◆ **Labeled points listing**
## START

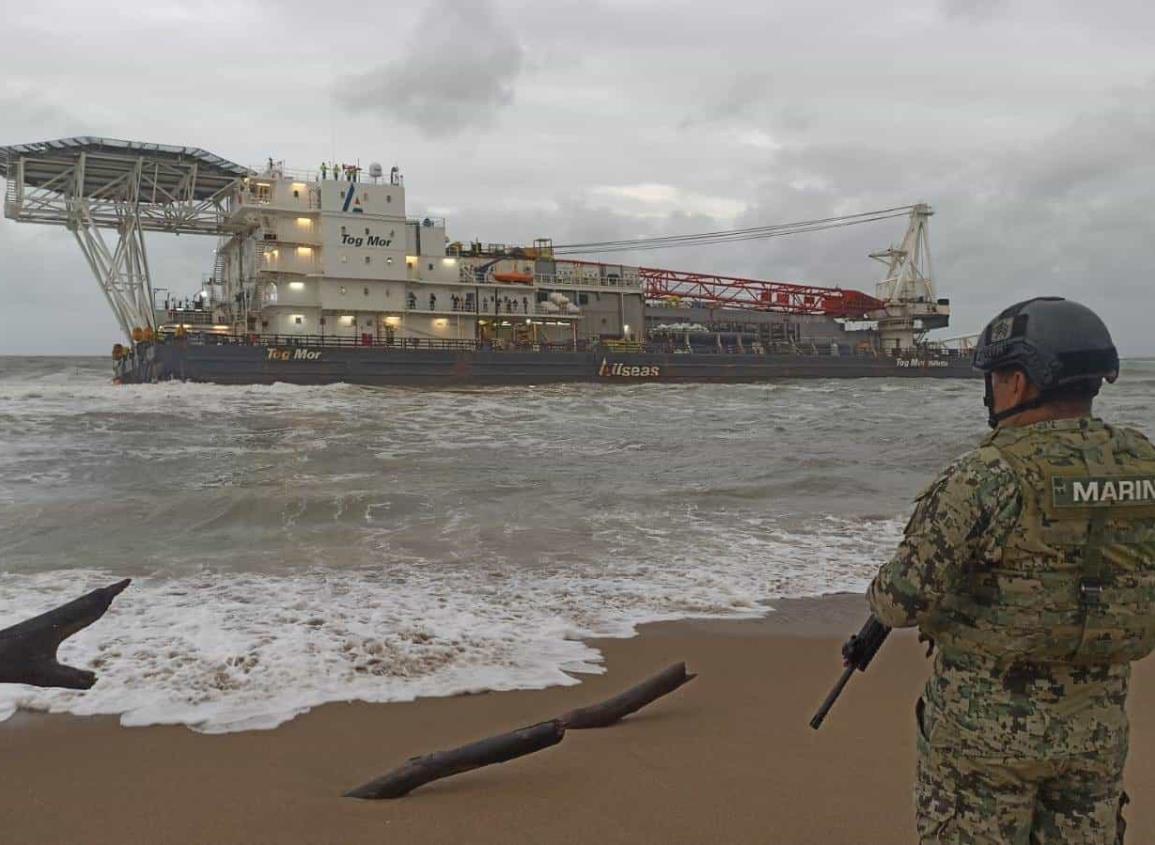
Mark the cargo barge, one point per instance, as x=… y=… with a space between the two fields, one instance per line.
x=321 y=277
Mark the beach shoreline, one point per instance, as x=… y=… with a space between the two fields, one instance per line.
x=727 y=758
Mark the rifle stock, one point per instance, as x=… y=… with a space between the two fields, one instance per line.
x=857 y=652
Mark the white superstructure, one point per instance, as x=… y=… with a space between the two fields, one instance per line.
x=338 y=258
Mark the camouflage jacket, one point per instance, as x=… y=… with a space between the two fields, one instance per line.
x=975 y=703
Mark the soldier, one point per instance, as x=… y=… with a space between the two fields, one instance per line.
x=1030 y=566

## END

◆ **Required work**
Reproduce every line of the listing above, requests included, and shift each point by adding 42 to both its x and y coordinates in the answers. Omit the pictures from your output.

◆ **Correct response**
Mark the cargo barge, one point per instance, as x=… y=… with a space between the two fields, one instance per line.
x=363 y=319
Mark the beach shoreline, one point per instance, as x=… y=… with a space between the two fields, one instance per line.
x=769 y=800
Mark the rifle stock, one point per instance, as x=… y=… with a space between the two fields, one instance per line.
x=899 y=694
Mark the white superstructure, one point per instance, as x=… y=… with a space between the two fields, one instance per line.
x=380 y=300
Mark the camouflage jacket, one point per instance, as x=… y=… with a space between the two fields, one instance per line.
x=1017 y=745
Mark the soldier, one point per instance, as x=… y=… with a space between the two fields, one instance per line.
x=1072 y=608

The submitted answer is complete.